- _Task inputs_:

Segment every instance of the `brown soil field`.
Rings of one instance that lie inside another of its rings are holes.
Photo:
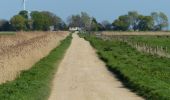
[[[170,32],[101,32],[103,35],[165,35],[170,36]]]
[[[18,32],[0,35],[0,84],[14,80],[23,70],[47,56],[68,32]]]

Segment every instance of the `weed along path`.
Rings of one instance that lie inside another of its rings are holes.
[[[143,100],[124,88],[89,42],[73,40],[55,75],[49,100]]]

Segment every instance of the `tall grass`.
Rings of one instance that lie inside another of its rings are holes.
[[[68,36],[47,57],[30,70],[23,71],[15,81],[0,85],[0,100],[46,100],[53,75],[71,39],[71,35]]]
[[[148,100],[170,100],[170,59],[138,52],[127,43],[85,36],[108,69]]]

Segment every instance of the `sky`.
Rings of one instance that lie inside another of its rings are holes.
[[[170,0],[27,0],[26,8],[29,11],[51,11],[65,21],[68,16],[82,11],[99,22],[113,22],[128,11],[144,15],[161,11],[170,19]],[[0,19],[8,20],[22,9],[22,0],[0,0]]]

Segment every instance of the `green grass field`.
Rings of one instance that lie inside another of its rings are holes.
[[[47,100],[51,81],[60,60],[71,43],[68,36],[51,53],[16,80],[0,85],[0,100]]]
[[[131,36],[128,39],[134,42],[148,44],[151,47],[167,47],[170,53],[170,36]]]
[[[138,52],[124,42],[83,37],[125,86],[147,100],[170,100],[170,59]]]

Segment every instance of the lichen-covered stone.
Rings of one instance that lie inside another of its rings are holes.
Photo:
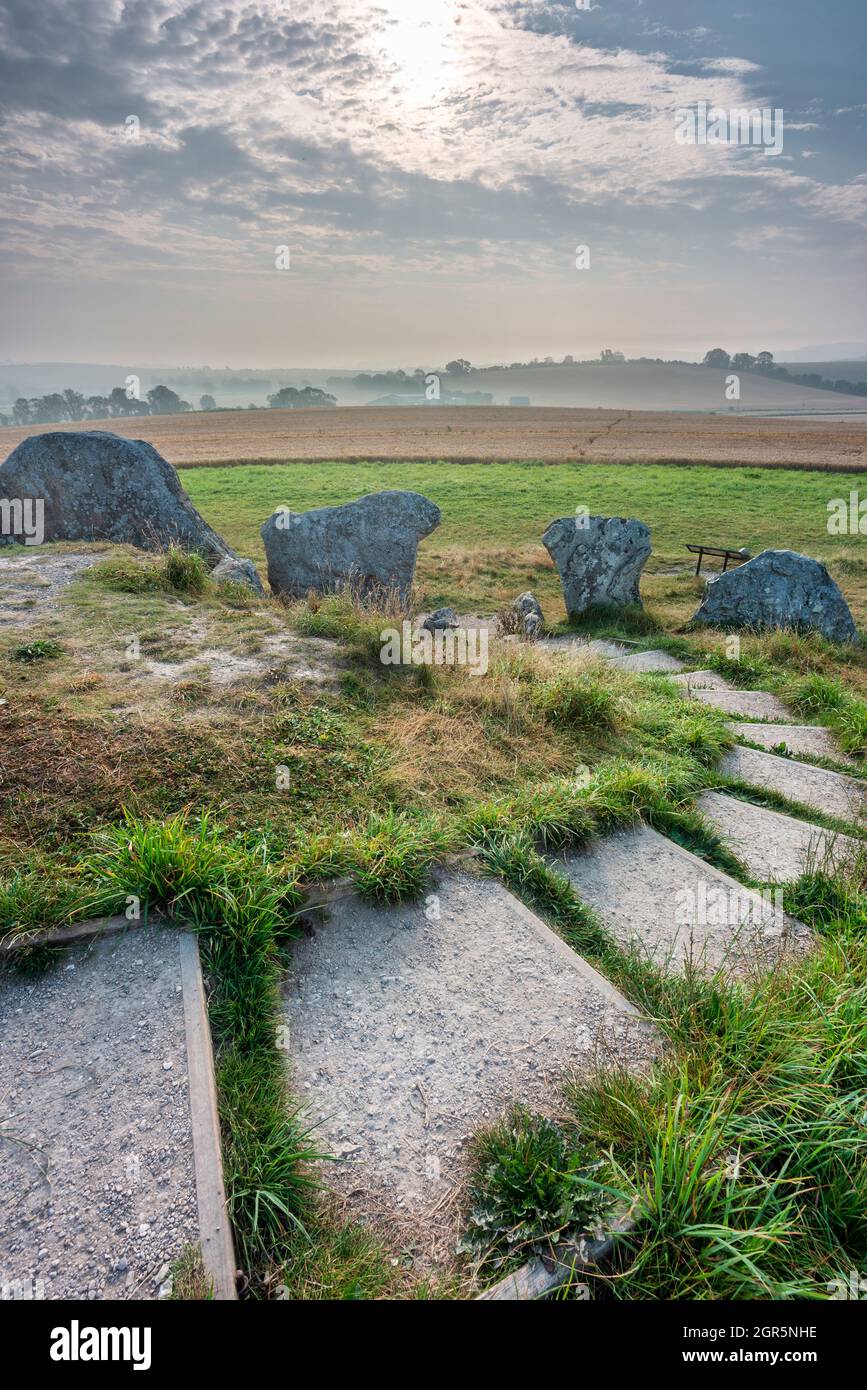
[[[545,627],[545,618],[535,594],[531,594],[528,589],[526,593],[519,594],[512,604],[516,613],[520,614],[521,627],[525,637],[538,637]]]
[[[261,532],[268,580],[294,598],[350,589],[406,602],[419,541],[439,523],[439,507],[418,492],[374,492],[310,512],[281,508]]]
[[[542,544],[560,573],[570,616],[597,606],[640,606],[638,584],[650,555],[650,531],[643,521],[564,516],[551,522]]]
[[[436,612],[428,613],[423,628],[428,632],[443,632],[447,628],[460,627],[458,615],[453,608],[437,608]]]
[[[255,594],[265,593],[265,586],[252,560],[238,560],[234,555],[227,555],[217,565],[211,578],[217,584],[244,584]]]
[[[794,550],[763,550],[708,581],[695,622],[729,628],[821,632],[833,642],[858,636],[849,605],[818,560]]]
[[[0,498],[41,501],[46,541],[116,541],[141,550],[174,544],[210,562],[234,555],[151,444],[107,430],[23,440],[0,466]],[[0,535],[0,545],[15,540]]]

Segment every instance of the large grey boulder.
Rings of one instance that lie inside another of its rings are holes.
[[[542,544],[560,572],[570,616],[597,605],[641,605],[638,581],[650,554],[650,531],[643,521],[563,516],[551,522]]]
[[[226,555],[214,570],[211,578],[215,584],[243,584],[254,594],[264,596],[265,587],[252,560],[239,560],[234,555]]]
[[[419,541],[440,509],[418,492],[373,492],[342,507],[276,511],[262,527],[268,579],[277,594],[303,598],[351,589],[362,597],[393,591],[406,602]]]
[[[849,605],[825,566],[794,550],[763,550],[708,580],[693,621],[721,627],[794,628],[854,642]]]
[[[41,501],[46,541],[117,541],[141,550],[175,544],[209,561],[234,554],[152,445],[107,430],[22,440],[0,466],[0,498]],[[0,544],[15,539],[0,535]]]

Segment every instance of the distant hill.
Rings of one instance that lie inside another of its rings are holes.
[[[793,372],[818,372],[831,381],[867,382],[867,357],[849,357],[840,362],[820,362],[817,358],[815,362],[782,362],[780,365],[788,366]]]
[[[731,369],[687,363],[576,363],[568,366],[479,367],[468,373],[440,373],[445,398],[458,393],[484,392],[496,405],[508,405],[513,396],[529,397],[534,406],[578,406],[623,410],[791,411],[839,413],[867,410],[867,397],[793,385],[754,372],[740,374],[738,402],[725,395]],[[867,382],[863,362],[799,362],[792,371],[816,371],[832,380]],[[208,393],[219,406],[265,406],[267,397],[282,386],[313,386],[330,391],[339,405],[367,405],[388,395],[388,389],[356,387],[350,371],[318,368],[230,369],[210,367],[142,367],[135,363],[11,363],[0,365],[0,411],[8,411],[17,396],[33,397],[71,387],[84,395],[107,394],[122,386],[129,374],[139,377],[142,394],[162,383],[198,405]],[[418,386],[409,386],[418,394]],[[396,403],[396,402],[395,402]]]
[[[832,362],[851,362],[867,359],[867,343],[813,343],[807,347],[793,348],[790,352],[774,354],[778,362],[813,362],[827,367]]]
[[[800,368],[799,368],[800,370]],[[623,410],[782,410],[867,411],[867,397],[836,391],[793,386],[756,372],[741,372],[741,396],[726,399],[730,369],[673,364],[601,364],[544,367],[481,367],[468,374],[440,376],[445,396],[454,391],[487,391],[496,405],[507,405],[511,396],[529,396],[531,405],[580,406]],[[823,373],[827,374],[827,373]],[[835,376],[837,373],[835,373]],[[839,373],[843,376],[844,373]],[[331,378],[329,390],[340,405],[365,405],[369,391],[355,389],[347,379],[338,385]]]

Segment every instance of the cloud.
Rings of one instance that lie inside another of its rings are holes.
[[[55,290],[73,266],[225,284],[271,274],[289,243],[330,286],[522,266],[556,280],[588,237],[596,263],[623,274],[631,255],[640,276],[695,219],[748,241],[757,219],[794,218],[798,249],[863,226],[856,171],[823,181],[821,147],[795,144],[833,114],[786,126],[812,179],[756,150],[679,146],[678,107],[754,106],[763,65],[731,35],[598,8],[9,0],[7,262]]]

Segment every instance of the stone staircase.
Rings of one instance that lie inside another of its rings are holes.
[[[625,643],[616,651],[617,643],[574,638],[555,643],[554,650],[592,650],[621,670],[673,673],[684,698],[730,715],[730,730],[746,742],[736,744],[718,770],[747,792],[775,793],[795,807],[855,825],[862,820],[867,783],[801,761],[854,766],[853,760],[840,752],[829,729],[796,723],[776,695],[736,689],[715,671],[687,670],[665,651],[637,652]],[[861,844],[731,792],[705,792],[698,809],[751,876],[769,886],[791,882],[808,868],[842,865]],[[665,968],[680,971],[690,963],[706,973],[742,974],[809,947],[809,933],[786,918],[773,898],[750,894],[648,827],[616,832],[555,862],[616,940]]]
[[[631,644],[625,642],[606,639],[587,642],[566,636],[543,640],[540,645],[564,654],[589,651],[601,657],[606,665],[639,675],[651,672],[671,674],[684,697],[700,700],[731,715],[729,728],[738,739],[745,740],[723,759],[719,770],[726,777],[759,792],[774,792],[797,805],[840,820],[857,823],[862,818],[867,783],[809,761],[800,761],[801,758],[824,758],[854,766],[854,760],[840,751],[830,729],[796,723],[795,715],[788,706],[769,691],[739,690],[716,671],[690,671],[683,661],[669,652],[635,651]],[[761,744],[762,747],[751,748],[747,744]],[[783,745],[785,752],[782,751]],[[781,751],[774,751],[777,749]],[[796,756],[789,757],[786,753]],[[716,806],[718,810],[717,802],[706,804]],[[784,819],[795,823],[791,816]],[[802,823],[797,824],[800,826]],[[774,825],[774,837],[779,840],[786,832],[777,823]],[[809,829],[817,843],[824,842],[820,827],[810,826]],[[790,865],[798,861],[801,839],[800,834],[792,832],[793,859],[789,861]]]
[[[802,808],[861,818],[865,784],[771,751],[785,744],[842,761],[829,730],[796,724],[775,696],[687,671],[661,650],[573,638],[540,645],[565,654],[580,645],[621,670],[673,675],[685,699],[724,710],[736,735],[764,745],[738,744],[723,760],[725,775]],[[842,862],[860,842],[729,792],[706,791],[698,808],[763,891],[645,825],[548,862],[617,942],[662,969],[754,978],[805,955],[812,934],[786,915],[775,885]],[[510,1101],[544,1108],[568,1071],[600,1062],[641,1071],[662,1047],[626,998],[539,917],[502,884],[464,869],[439,875],[423,904],[372,907],[347,891],[332,894],[310,928],[285,996],[295,1084],[321,1141],[343,1160],[329,1181],[360,1215],[396,1222],[422,1264],[453,1250],[467,1145],[479,1125]],[[556,1282],[550,1271],[536,1274],[539,1288]],[[498,1286],[491,1296],[525,1295]]]

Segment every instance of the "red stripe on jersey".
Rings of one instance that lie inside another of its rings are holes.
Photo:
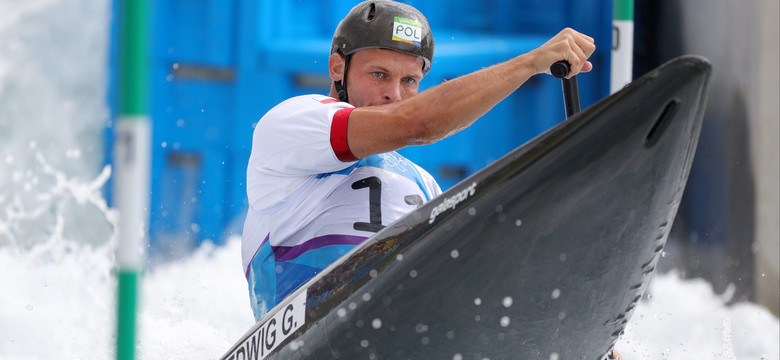
[[[322,103],[322,104],[332,104],[332,103],[337,103],[337,102],[339,102],[339,101],[338,101],[338,100],[336,100],[336,99],[324,99],[324,100],[320,100],[320,103]]]
[[[347,143],[347,124],[349,123],[349,114],[355,108],[346,108],[336,111],[333,114],[333,122],[330,125],[330,146],[336,157],[344,162],[357,161],[358,158],[352,155]]]

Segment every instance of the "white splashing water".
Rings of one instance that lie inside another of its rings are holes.
[[[626,360],[780,359],[780,322],[752,303],[724,305],[702,280],[654,277],[616,348]]]
[[[0,0],[0,359],[114,357],[109,12],[108,0]],[[139,358],[216,358],[252,325],[239,242],[144,275]],[[627,360],[780,357],[765,309],[673,273],[649,291],[617,345]]]

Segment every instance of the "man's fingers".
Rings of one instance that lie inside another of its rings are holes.
[[[614,360],[623,360],[623,356],[621,356],[620,353],[616,350],[612,350],[612,353],[609,354],[609,358]]]
[[[566,60],[571,65],[567,77],[591,71],[593,64],[588,61],[588,58],[595,50],[596,45],[592,37],[581,34],[574,29],[565,28],[547,43],[534,50],[536,54],[539,54],[535,69],[538,72],[549,74],[550,65],[559,60]]]
[[[580,72],[588,72],[591,70],[593,70],[593,63],[591,63],[590,61],[586,61],[585,65],[582,66],[582,70],[580,70]]]
[[[593,64],[587,61],[596,49],[593,38],[571,28],[563,29],[556,37],[558,38],[558,51],[561,51],[563,60],[571,64],[571,71],[567,77],[570,78],[580,72],[593,69]]]

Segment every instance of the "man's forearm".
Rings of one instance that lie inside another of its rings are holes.
[[[564,29],[539,48],[491,67],[432,87],[405,100],[355,109],[347,138],[363,158],[410,145],[430,144],[468,127],[534,74],[558,60],[570,75],[590,71],[596,46],[589,36]]]

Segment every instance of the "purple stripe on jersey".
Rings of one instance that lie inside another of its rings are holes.
[[[329,245],[357,245],[366,239],[368,237],[365,236],[325,235],[296,246],[272,246],[271,250],[273,250],[277,262],[290,261],[310,250]]]
[[[255,257],[257,257],[257,253],[260,252],[260,249],[263,248],[263,245],[265,245],[265,243],[267,243],[268,239],[270,238],[271,238],[271,233],[268,233],[268,235],[265,236],[263,242],[260,243],[260,246],[257,247],[257,250],[255,250],[255,254],[252,255],[252,258],[249,260],[249,264],[246,266],[246,274],[245,274],[247,279],[249,279],[249,269],[252,268],[252,261],[255,260]]]

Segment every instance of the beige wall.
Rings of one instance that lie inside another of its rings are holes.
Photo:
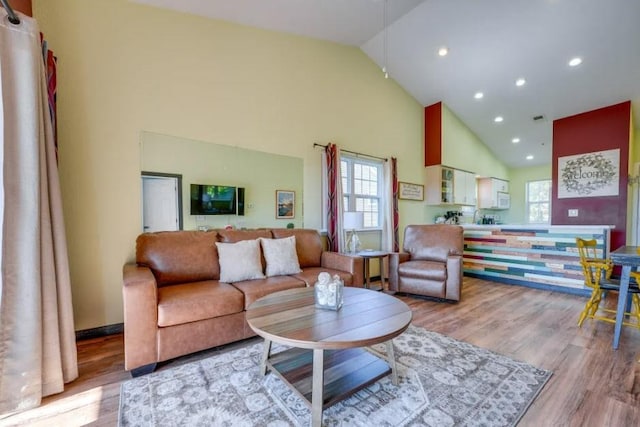
[[[320,227],[314,142],[398,158],[421,182],[423,107],[359,49],[124,0],[35,0],[58,57],[60,174],[76,329],[122,322],[140,218],[143,131],[303,159],[304,226]],[[401,229],[424,205],[401,201]]]

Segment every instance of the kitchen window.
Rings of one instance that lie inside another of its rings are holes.
[[[527,222],[549,224],[551,218],[551,180],[527,182]]]
[[[344,210],[364,213],[364,228],[382,227],[382,163],[341,156]]]

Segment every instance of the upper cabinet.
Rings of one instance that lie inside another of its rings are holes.
[[[476,205],[476,174],[459,169],[453,170],[453,203]]]
[[[498,178],[478,179],[478,208],[509,209],[509,181]]]
[[[476,204],[475,174],[442,165],[428,166],[425,170],[428,205]]]

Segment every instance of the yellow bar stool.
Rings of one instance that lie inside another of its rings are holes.
[[[578,237],[576,238],[576,246],[580,255],[580,265],[582,266],[582,272],[584,274],[584,284],[591,288],[591,297],[585,304],[582,313],[580,313],[578,326],[582,326],[582,323],[587,318],[616,323],[616,310],[600,308],[600,302],[602,301],[602,297],[605,292],[620,291],[620,283],[611,278],[613,263],[610,259],[605,259],[599,256],[596,240],[585,240]],[[640,297],[638,296],[640,293],[640,289],[638,288],[640,273],[633,272],[631,273],[631,276],[635,281],[634,283],[629,284],[631,311],[625,312],[625,316],[631,317],[634,321],[623,321],[622,324],[640,329]]]

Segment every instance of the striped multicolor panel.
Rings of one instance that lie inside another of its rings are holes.
[[[608,254],[608,228],[465,228],[464,273],[504,283],[589,295],[576,237],[596,239]]]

- _Work request_: Say how many lines in the records contain the string "stone", and say nothing else.

- _Task answer_: 2